[Extrait à lire]:
Les événements vont en faire un bien différent « pape du Syllabus ».

Le 24 novembre 1848, Pie IX quitte de nuit le Quirinal dans la voiture à cheval du duc d’Harcourt, après l’attaque du palais par les partisans de Giuseppe Mazzini (Palma trouve la mort à cette occasion). Pie IX se réfugie dans la forteresse de Gaète, dans le royaume des Deux-Siciles. Il lance un appel aux puissances européennes pour retrouver son trône. Rome devient une république. L’Autriche, le roi Ferdinand II des Deux-Siciles et la France apportent leur soutien au pape.

C’est cependant la France qui est la plus active : elle envoie un corps expéditionnaire commandé par le général Oudinot, qui s’empare de Rome le 30 juin 1849 et en chasse définitivement les révolutionnaires en juillet.

D’abord hésitant, une vive protestation du vicaire apostolique de Mandchourie de passage en Europe, Emmanuel Verrolles décide enfin le pape à quitter Gaëte pour Rome. De retour à Rome le 12 avril 1850, Pie IX mène une politique de répression contre les idées républicaines. Un nouveau secrétaire d’État, le cardinal Giacomo Antonelli, est nommé, qui renoue avec la politique conservatrice de Grégoire XVI.

Rome reste l’objectif principal de la politique de Giuseppe Mazzini et de Giuseppe Garibaldi, qui organise diverses opérations militaires sans succès.

Pour s’opposer aux risques d’une annexion par le royaume de Sardaigne qui a fait main basse sur les principautés du Nord de l’Italie et la moitié des États pontificaux, les troupes françaises restent stationnées dans les États du pape et les zouaves pontificaux sont créés en 1860 avec la bénédiction du pape et du prélat franco-belge Xavier de Mérode. Ces derniers sont placés sous le commandement du général de Lamoricière, ancien de la colonisation d’Algérie et ancien ministre de la IIe République.

Jusqu’en 1870, le recrutement se fait auprès des volontaires de France, des Pays-Bas, de Belgique, d’Italie et du Québec.

La guerre franco-prussienne de 1870 entraîne le retrait des militaires français affectés à la protection du pape. En revanche, les volontaires français (officiers ou hommes de troupe) engagés dans le corps des Zouaves pontificaux restent sur place, commandés par le colonel de Charette.

En septembre 1870, la défaite de la France contre la Prusse, alliée de l’Italie, provoque l’invasion de ce qui reste des États pontificaux par une armée italienne de 70 000 hommes sous le commandement du général Raffaele Cadorna.

[Consigne]:
Pour chacune des affirmations suivantes, dites par oui ou par non si elle concorde avec l’extrait sur Pie IX, en citant les mots de l’extrait qui tranchent : (a) Pie IX trouve refuge dans la forteresse de Gaète ; (b) Pie IX rentre à Rome en 1849 ; (c) la guerre franco-prussienne de 1870 entraîne aussi le départ des volontaires français des Zouaves pontificaux. Les entrées présentées ci-après n’ont aucun rapport avec l’extrait.

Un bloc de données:
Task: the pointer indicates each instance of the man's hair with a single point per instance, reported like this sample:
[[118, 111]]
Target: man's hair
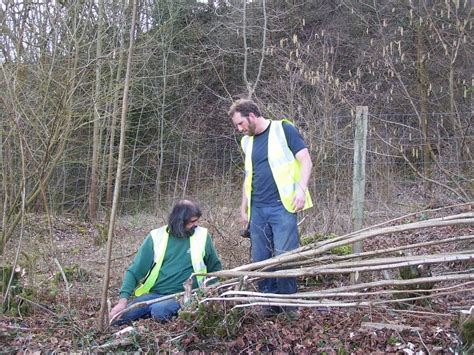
[[244, 107], [183, 211]]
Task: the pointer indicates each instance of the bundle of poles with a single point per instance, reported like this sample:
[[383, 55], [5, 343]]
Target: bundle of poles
[[316, 260]]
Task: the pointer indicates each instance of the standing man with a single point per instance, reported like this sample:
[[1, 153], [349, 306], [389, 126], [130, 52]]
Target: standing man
[[277, 171], [165, 260]]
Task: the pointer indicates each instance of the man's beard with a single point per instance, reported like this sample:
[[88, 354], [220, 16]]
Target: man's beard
[[251, 130]]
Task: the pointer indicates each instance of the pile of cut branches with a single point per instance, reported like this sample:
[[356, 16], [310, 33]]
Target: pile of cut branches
[[316, 259]]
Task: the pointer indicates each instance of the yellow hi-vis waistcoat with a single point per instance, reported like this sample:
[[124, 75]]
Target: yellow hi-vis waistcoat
[[286, 170], [197, 244]]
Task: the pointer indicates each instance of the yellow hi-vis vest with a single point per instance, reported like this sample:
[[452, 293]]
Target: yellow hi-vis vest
[[197, 244], [286, 170]]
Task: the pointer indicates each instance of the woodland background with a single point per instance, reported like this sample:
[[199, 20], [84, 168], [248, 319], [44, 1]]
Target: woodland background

[Corrigé]:
(a) Oui : « Pie IX se réfugie dans la forteresse de Gaète, dans le royaume des Deux-Siciles. »
(b) Non : « De retour à Rome le 12 avril 1850 ».
(c) Non : « les volontaires français (officiers ou hommes de troupe) engagés dans le corps des Zouaves pontificaux restent sur place ».